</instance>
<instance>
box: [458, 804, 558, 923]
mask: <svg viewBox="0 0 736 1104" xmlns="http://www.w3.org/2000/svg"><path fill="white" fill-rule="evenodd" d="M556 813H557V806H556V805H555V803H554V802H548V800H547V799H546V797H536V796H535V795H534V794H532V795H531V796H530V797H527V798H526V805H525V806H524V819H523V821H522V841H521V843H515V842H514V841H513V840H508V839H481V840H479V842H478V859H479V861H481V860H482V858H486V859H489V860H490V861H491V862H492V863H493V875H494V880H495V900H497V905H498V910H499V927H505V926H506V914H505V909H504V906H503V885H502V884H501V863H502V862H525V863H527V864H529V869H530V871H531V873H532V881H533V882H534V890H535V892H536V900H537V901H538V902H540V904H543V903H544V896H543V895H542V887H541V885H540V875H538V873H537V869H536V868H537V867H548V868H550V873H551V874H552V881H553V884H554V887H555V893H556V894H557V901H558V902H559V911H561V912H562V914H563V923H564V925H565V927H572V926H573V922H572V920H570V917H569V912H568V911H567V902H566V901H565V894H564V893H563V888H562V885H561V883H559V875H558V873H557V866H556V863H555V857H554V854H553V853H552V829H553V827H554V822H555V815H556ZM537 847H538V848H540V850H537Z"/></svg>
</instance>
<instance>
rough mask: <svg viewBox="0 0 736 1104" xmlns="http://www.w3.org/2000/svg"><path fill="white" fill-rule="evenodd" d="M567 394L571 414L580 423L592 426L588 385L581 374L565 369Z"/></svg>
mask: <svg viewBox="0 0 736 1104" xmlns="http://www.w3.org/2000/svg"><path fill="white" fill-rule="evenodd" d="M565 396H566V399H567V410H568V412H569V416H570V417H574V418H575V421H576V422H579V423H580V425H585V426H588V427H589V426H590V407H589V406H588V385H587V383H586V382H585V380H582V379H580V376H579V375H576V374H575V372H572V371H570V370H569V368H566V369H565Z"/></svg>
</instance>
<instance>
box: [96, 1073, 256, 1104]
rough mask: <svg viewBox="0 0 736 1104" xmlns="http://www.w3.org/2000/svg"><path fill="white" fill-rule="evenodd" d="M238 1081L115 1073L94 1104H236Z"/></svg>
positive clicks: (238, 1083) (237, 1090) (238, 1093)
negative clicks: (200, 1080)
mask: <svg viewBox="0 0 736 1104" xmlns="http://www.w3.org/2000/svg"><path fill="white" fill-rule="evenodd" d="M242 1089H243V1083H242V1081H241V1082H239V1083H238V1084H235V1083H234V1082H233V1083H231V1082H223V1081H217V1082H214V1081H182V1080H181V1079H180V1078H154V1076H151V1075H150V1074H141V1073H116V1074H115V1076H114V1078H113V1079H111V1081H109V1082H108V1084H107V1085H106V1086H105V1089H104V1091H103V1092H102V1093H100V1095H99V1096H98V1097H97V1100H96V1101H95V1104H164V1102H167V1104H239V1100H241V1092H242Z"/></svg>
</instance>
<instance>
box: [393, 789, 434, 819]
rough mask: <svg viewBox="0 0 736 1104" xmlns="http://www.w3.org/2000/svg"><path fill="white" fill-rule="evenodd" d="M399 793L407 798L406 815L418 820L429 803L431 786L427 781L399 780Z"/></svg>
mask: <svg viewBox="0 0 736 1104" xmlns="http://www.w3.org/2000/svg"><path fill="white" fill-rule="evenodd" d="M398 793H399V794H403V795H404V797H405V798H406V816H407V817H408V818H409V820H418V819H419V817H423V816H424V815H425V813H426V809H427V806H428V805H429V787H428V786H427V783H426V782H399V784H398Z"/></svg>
_____
### Assigned task
Give back exactly the lines from the one containing "box: [393, 789, 434, 819]" through the end of the material above, and nothing else.

### Reply
box: [393, 789, 434, 819]
rough mask: <svg viewBox="0 0 736 1104" xmlns="http://www.w3.org/2000/svg"><path fill="white" fill-rule="evenodd" d="M399 793L407 798L406 815L418 820L429 803L431 786L427 781L399 780Z"/></svg>
mask: <svg viewBox="0 0 736 1104" xmlns="http://www.w3.org/2000/svg"><path fill="white" fill-rule="evenodd" d="M398 793H399V794H403V795H404V797H405V798H406V816H407V817H408V818H409V820H418V819H419V817H423V816H424V815H425V813H426V809H427V806H428V805H429V787H428V786H427V783H426V782H399V784H398Z"/></svg>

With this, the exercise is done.